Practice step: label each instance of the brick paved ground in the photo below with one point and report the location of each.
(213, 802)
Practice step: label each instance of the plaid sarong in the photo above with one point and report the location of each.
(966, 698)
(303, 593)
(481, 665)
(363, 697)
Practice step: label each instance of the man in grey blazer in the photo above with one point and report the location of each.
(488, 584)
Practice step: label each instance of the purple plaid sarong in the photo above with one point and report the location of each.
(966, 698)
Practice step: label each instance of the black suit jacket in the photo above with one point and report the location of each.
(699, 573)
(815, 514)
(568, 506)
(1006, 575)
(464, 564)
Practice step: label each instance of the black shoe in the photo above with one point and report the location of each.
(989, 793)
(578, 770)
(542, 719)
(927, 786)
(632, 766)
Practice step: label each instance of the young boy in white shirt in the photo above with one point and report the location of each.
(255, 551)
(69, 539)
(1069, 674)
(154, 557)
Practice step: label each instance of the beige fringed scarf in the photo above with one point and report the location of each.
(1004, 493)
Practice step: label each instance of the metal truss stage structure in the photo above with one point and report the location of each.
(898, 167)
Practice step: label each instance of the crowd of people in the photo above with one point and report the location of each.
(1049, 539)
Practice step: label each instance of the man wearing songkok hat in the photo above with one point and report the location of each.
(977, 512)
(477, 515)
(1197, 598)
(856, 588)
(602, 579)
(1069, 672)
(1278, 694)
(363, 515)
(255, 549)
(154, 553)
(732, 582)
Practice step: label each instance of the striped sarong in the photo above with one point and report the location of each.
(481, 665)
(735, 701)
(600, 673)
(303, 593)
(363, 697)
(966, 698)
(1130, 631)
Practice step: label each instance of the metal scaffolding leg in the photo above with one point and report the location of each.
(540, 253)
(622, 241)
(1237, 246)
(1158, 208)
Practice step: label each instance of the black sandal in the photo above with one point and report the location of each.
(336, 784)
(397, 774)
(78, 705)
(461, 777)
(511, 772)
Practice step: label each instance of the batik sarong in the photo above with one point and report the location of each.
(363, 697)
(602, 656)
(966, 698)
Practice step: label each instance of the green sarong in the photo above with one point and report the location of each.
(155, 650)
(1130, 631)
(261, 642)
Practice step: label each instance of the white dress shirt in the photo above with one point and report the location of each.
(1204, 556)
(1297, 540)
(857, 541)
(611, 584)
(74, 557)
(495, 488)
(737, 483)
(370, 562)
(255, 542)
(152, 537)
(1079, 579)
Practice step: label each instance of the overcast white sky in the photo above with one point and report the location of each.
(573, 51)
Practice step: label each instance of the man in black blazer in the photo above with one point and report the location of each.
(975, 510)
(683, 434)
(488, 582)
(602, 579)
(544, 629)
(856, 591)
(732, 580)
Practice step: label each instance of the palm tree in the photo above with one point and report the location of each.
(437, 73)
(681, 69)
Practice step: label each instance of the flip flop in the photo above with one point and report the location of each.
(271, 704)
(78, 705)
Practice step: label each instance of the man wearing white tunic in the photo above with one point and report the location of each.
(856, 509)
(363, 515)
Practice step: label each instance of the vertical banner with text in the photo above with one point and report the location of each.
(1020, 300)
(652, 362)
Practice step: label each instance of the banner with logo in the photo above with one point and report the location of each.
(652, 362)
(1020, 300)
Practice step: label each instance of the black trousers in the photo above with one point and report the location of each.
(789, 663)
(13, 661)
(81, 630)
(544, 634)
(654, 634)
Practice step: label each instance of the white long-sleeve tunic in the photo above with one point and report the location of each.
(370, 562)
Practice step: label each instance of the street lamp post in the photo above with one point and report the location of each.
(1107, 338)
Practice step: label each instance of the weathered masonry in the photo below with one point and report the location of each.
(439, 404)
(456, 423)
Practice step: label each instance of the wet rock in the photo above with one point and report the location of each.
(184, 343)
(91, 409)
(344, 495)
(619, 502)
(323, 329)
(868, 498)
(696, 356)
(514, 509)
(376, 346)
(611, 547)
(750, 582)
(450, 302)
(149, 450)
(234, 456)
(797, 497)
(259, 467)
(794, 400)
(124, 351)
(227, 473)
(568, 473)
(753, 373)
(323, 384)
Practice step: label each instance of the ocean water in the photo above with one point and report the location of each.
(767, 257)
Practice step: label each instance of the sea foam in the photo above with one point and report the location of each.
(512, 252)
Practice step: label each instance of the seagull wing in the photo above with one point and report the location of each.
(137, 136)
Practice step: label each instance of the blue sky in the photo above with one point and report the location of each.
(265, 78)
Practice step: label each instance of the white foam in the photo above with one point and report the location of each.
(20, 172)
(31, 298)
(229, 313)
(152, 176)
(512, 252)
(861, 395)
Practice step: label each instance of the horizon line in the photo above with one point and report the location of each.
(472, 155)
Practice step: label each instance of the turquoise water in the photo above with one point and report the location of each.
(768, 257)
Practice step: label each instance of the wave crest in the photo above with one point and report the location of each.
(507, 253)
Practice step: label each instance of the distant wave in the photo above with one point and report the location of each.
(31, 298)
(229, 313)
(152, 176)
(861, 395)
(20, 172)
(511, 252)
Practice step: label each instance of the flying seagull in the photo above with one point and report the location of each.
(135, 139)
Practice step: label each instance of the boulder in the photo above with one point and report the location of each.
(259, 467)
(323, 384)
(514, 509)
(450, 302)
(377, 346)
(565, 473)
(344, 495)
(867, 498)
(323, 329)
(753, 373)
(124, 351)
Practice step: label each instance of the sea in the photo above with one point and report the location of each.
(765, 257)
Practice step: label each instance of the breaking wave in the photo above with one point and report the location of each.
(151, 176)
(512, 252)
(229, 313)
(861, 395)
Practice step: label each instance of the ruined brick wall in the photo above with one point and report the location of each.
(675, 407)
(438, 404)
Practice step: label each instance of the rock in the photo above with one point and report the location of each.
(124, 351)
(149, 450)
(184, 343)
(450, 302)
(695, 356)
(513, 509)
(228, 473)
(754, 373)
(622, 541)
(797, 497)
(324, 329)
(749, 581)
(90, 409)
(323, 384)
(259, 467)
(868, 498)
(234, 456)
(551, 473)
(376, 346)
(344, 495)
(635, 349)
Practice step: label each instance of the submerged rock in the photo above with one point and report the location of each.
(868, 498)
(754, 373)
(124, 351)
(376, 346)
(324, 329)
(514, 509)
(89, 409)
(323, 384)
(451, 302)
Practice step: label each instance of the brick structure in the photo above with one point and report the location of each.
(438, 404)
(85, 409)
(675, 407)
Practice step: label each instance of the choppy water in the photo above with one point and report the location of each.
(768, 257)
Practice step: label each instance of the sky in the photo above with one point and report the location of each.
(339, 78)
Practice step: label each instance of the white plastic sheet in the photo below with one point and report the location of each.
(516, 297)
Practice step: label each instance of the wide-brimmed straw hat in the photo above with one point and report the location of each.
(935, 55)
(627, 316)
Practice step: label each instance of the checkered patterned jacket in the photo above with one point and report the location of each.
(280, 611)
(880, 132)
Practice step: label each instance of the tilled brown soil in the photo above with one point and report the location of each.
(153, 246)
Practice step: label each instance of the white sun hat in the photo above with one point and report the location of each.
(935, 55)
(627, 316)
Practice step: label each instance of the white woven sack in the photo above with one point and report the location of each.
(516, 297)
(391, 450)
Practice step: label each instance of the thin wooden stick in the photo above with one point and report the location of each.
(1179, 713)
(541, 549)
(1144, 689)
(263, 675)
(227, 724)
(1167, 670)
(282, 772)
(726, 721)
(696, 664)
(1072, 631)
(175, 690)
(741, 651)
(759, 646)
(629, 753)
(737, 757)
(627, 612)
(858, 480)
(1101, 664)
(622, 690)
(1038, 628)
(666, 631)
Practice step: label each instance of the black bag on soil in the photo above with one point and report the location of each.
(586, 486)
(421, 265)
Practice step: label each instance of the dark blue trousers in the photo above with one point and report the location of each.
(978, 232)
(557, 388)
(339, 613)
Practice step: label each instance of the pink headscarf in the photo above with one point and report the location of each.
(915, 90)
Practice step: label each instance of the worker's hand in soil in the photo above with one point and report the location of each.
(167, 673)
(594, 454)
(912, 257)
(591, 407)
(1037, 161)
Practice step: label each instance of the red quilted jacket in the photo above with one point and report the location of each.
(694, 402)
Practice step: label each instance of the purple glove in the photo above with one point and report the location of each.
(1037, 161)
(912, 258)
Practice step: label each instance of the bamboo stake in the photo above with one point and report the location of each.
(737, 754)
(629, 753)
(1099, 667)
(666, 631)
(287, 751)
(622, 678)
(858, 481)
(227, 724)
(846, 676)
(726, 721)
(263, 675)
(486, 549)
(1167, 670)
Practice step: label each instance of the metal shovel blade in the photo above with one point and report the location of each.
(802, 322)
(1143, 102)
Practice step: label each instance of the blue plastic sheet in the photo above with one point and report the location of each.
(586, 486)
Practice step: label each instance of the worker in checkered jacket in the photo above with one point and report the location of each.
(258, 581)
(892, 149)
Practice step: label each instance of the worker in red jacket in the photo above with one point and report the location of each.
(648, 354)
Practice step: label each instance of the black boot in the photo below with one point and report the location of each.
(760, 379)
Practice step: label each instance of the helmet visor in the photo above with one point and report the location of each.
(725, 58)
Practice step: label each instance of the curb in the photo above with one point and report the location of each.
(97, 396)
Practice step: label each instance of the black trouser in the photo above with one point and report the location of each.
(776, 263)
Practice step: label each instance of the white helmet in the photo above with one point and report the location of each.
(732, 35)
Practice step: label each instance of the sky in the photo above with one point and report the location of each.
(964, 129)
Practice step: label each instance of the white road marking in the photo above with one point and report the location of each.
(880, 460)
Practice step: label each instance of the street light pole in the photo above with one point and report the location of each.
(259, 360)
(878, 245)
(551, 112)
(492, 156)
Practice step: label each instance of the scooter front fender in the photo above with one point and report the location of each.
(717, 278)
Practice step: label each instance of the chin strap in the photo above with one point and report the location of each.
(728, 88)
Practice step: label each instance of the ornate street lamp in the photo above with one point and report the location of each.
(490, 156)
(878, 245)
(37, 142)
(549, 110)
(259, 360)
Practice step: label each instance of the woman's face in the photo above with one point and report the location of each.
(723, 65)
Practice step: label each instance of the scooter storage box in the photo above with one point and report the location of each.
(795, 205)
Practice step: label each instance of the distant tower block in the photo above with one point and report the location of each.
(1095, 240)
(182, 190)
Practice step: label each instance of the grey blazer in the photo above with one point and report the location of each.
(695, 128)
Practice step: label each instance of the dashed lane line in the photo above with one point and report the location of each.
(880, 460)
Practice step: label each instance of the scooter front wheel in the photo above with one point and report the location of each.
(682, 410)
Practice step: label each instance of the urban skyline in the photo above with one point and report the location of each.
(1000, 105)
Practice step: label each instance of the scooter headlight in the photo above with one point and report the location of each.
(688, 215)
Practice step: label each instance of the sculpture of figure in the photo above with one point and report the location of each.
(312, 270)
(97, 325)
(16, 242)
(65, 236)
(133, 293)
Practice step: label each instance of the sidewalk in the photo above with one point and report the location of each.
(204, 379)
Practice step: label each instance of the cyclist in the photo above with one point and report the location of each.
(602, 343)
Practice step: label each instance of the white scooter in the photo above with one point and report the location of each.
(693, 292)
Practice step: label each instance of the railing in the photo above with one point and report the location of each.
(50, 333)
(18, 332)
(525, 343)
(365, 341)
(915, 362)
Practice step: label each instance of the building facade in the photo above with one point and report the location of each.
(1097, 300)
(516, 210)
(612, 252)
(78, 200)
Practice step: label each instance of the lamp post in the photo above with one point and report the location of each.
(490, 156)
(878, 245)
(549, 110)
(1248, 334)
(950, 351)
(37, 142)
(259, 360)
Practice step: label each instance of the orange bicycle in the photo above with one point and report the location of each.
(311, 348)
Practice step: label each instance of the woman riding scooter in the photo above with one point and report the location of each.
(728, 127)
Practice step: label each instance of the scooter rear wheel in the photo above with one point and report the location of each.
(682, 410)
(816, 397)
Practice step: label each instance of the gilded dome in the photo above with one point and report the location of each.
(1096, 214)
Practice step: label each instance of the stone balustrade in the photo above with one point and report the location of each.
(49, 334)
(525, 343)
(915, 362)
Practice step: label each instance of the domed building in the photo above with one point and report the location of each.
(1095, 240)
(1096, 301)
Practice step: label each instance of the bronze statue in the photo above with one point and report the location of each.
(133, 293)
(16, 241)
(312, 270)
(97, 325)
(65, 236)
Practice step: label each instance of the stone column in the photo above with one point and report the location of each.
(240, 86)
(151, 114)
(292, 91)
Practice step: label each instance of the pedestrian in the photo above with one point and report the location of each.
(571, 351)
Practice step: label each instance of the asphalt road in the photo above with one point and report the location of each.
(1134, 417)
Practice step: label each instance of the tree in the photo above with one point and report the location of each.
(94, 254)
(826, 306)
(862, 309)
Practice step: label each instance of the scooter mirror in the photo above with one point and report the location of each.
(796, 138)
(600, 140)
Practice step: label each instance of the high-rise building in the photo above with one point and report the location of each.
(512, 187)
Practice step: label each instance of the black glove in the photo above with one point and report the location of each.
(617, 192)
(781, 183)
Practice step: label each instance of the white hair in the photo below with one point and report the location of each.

■ ■ ■ ■

▶ WORK TO DO
Give back exactly the lines from the one containing "Practice step: label each instance of the stone column" to the end of the material, both ends included.

▶ RESULT OF THE TASK
Practice step: label each instance of the stone column in the photo above with one point and report the location of each.
(240, 86)
(151, 114)
(292, 91)
Practice step: label each instance of the pedestrian in the photo above with one point and report the location of each.
(571, 351)
Practice step: label each instance of the asphalt road in the photo above with one point and report the location of each.
(1134, 417)
Practice step: label each instance of the tree in the photo above with one point and report the location of each.
(94, 254)
(826, 306)
(862, 309)
Practice step: label each instance of the scooter mirror in the photo above with one point and report the location of each.
(796, 138)
(600, 140)
Practice step: label each instance of the high-rise building in the photo above with one point and report the location of each.
(512, 187)
Practice step: label each instance of the black glove in the photo above with one point and report the location of each.
(617, 192)
(781, 183)
Practice step: label each instance of the white hair in the photo below with one point and report the location of each.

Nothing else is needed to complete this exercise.